◆ Records for processing:
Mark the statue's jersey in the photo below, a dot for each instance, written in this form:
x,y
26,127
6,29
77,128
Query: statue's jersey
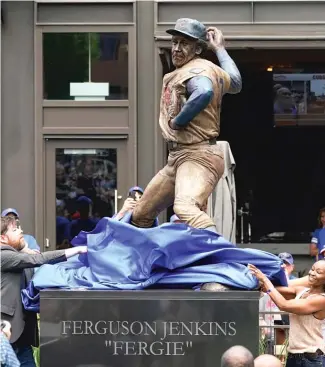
x,y
206,125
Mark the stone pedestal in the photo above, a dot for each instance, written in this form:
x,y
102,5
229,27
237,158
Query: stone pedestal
x,y
173,328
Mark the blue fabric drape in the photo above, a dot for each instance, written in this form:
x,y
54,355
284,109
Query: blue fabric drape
x,y
121,256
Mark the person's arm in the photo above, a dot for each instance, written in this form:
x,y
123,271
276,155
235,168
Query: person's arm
x,y
299,282
199,90
306,306
313,250
287,292
14,260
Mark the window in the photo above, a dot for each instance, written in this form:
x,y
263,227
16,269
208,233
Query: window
x,y
86,183
85,66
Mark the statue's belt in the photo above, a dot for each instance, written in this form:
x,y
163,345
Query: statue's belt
x,y
173,145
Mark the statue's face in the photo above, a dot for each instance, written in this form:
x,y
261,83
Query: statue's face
x,y
183,50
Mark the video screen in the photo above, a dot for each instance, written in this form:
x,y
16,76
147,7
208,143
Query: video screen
x,y
299,99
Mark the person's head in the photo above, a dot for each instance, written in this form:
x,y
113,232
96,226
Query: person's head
x,y
188,41
136,193
267,360
316,275
11,235
11,212
321,218
237,356
174,219
288,262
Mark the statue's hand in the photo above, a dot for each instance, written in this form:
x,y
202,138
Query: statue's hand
x,y
215,38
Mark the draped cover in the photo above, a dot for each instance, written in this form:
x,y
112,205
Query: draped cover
x,y
123,257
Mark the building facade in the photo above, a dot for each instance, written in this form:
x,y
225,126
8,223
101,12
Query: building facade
x,y
53,126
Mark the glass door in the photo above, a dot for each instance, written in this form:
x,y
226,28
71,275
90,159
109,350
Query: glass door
x,y
84,182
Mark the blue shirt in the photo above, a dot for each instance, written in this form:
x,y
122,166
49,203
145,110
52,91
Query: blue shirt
x,y
318,238
31,241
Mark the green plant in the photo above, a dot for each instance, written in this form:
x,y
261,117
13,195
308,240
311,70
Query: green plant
x,y
37,357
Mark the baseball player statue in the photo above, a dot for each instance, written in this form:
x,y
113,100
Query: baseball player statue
x,y
190,123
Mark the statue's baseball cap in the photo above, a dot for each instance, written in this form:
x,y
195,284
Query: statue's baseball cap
x,y
190,28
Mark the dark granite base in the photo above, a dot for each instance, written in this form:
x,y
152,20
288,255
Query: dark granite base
x,y
145,328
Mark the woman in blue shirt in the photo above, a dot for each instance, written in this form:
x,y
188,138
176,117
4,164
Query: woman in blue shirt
x,y
317,246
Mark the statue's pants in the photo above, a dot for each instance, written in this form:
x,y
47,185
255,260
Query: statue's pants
x,y
188,179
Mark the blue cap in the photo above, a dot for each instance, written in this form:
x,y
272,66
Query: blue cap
x,y
9,211
136,188
286,257
174,218
84,200
191,28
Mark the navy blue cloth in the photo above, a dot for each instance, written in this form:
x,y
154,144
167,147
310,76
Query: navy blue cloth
x,y
121,256
200,92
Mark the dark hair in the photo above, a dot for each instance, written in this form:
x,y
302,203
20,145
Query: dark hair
x,y
6,222
321,211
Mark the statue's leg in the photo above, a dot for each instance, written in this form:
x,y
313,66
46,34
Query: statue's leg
x,y
196,177
158,195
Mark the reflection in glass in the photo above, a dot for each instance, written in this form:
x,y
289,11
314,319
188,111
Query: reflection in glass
x,y
299,99
85,57
85,189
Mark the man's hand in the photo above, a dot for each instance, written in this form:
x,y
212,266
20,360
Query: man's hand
x,y
69,252
27,250
173,126
215,38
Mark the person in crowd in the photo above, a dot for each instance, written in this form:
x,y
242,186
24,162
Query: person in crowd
x,y
288,263
317,246
62,226
306,306
8,357
237,356
29,239
85,222
267,360
16,267
174,219
134,195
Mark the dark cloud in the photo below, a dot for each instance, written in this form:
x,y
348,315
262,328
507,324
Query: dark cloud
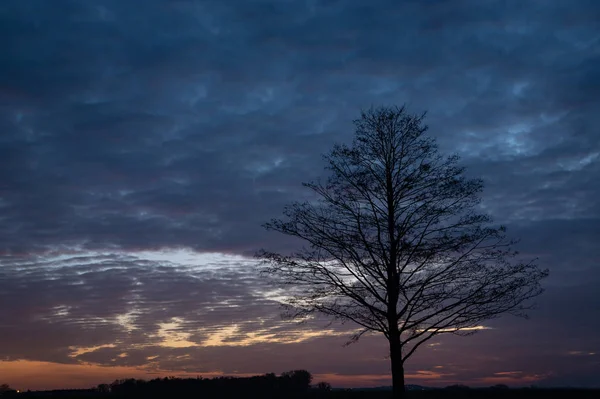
x,y
185,125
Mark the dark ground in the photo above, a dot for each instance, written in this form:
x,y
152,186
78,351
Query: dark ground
x,y
340,394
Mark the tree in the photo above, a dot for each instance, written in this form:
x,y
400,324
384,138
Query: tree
x,y
395,242
323,386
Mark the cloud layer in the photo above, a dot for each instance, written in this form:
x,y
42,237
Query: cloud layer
x,y
181,126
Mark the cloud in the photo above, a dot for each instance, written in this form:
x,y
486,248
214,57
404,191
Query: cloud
x,y
182,126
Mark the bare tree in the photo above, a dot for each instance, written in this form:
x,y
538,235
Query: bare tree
x,y
396,244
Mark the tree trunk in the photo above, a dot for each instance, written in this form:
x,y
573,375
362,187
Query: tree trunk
x,y
398,389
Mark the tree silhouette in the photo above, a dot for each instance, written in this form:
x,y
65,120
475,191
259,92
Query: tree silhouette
x,y
395,243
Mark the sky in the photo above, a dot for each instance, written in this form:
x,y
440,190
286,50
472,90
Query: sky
x,y
143,144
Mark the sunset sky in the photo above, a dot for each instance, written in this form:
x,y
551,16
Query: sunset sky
x,y
143,144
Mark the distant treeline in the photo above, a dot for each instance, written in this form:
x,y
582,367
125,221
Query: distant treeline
x,y
288,383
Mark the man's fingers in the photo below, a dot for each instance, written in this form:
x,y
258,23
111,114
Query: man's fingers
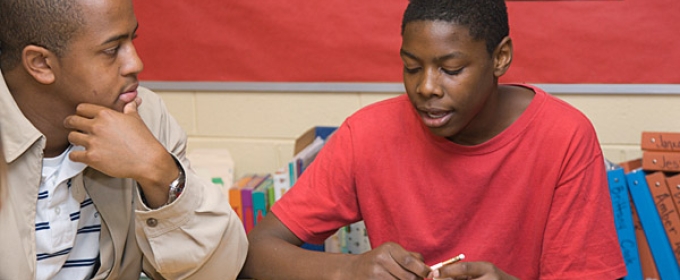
x,y
130,108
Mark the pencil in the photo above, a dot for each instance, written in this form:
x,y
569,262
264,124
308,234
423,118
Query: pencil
x,y
447,262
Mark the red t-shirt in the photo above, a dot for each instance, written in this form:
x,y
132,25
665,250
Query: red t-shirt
x,y
533,200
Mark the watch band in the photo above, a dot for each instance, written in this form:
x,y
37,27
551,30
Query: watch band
x,y
177,186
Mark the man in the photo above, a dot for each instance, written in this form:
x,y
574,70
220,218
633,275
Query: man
x,y
98,183
507,175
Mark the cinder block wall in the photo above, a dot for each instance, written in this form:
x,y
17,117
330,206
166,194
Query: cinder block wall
x,y
259,128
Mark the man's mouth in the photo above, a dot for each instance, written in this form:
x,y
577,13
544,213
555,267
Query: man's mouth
x,y
435,118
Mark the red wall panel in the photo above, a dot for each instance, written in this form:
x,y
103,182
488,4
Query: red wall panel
x,y
628,41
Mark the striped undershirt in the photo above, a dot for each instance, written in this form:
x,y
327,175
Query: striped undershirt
x,y
66,230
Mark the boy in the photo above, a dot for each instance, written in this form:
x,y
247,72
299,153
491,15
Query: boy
x,y
98,184
506,174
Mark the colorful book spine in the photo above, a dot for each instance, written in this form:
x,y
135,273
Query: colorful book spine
x,y
623,220
281,182
235,195
660,141
659,245
666,208
247,200
260,199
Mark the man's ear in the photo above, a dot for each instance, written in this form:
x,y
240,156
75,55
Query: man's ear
x,y
502,57
39,63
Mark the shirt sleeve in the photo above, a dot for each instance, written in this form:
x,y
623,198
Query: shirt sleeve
x,y
198,235
583,246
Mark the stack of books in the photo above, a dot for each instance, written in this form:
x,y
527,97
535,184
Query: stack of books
x,y
252,195
646,198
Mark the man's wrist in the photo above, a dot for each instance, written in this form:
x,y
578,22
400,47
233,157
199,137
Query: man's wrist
x,y
177,185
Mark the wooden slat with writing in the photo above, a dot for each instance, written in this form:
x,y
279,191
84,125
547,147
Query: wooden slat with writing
x,y
661,161
660,141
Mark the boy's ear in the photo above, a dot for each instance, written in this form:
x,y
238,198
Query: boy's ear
x,y
39,62
502,56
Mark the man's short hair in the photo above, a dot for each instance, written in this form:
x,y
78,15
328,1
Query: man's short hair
x,y
486,19
50,24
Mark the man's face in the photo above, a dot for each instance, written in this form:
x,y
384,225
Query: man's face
x,y
449,76
101,64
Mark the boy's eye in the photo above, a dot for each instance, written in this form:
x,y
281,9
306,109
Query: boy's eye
x,y
411,70
452,72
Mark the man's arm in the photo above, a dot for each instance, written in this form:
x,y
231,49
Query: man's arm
x,y
274,253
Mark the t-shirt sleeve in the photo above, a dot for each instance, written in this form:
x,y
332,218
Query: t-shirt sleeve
x,y
583,246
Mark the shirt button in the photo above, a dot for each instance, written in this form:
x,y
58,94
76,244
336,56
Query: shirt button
x,y
151,222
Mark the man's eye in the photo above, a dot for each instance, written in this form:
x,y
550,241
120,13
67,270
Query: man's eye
x,y
112,51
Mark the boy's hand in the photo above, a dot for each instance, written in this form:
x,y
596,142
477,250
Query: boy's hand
x,y
471,270
389,261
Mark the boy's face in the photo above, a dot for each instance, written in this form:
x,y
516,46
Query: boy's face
x,y
449,78
101,64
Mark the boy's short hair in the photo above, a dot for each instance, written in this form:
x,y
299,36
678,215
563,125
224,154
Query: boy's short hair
x,y
46,23
486,19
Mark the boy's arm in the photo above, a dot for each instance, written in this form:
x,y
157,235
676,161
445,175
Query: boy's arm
x,y
274,253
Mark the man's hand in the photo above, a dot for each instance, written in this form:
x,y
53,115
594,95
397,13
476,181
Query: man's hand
x,y
119,144
388,261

◆ Your instructions:
Check the listing above for lines containing the string "below", and copy each one.

◆ Answer to the problem:
Mark the statue's jersey in the photo below, a dot for each instance, written in this form:
Mark the dark cloud in the photo below, a dot for each instance, written in this form:
Mark the man's fingers in the photo below, a dot for each instance, written in this form:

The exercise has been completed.